- What is being asked
Lines below that include "roof" are the answer; copy each one.

- Dataset items

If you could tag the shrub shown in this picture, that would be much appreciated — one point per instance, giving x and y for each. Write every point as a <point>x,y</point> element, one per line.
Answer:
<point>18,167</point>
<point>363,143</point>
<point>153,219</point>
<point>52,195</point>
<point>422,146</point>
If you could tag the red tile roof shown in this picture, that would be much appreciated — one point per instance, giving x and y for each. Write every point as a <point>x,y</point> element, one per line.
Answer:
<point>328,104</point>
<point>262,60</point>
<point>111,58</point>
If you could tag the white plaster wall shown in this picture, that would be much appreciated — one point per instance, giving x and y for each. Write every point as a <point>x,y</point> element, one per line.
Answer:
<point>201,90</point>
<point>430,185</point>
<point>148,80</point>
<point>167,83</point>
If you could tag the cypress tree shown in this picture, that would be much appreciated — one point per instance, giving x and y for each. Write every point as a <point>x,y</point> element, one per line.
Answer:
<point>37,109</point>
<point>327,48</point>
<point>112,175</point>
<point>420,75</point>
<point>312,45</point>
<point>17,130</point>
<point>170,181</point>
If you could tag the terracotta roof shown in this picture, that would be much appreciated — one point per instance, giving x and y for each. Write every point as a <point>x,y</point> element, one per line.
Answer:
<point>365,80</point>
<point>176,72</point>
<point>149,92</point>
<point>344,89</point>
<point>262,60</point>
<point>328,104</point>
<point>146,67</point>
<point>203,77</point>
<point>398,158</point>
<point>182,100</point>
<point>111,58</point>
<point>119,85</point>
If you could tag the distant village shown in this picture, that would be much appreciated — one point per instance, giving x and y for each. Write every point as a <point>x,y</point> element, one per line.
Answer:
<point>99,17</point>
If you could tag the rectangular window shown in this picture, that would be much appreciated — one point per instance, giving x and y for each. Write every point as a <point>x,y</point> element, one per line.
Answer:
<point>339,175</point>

- Answer box
If you could tag the red tile roof shown in this picture, that would be much appreciated — one point per instance, giving x and y for each. Write every point as a <point>x,y</point> element, one per line.
If you could tag the terracotta roof shown in this picture, that would be much appreciated — one point per instance, giving x and y for each. Write every point as a <point>x,y</point> element, one per line.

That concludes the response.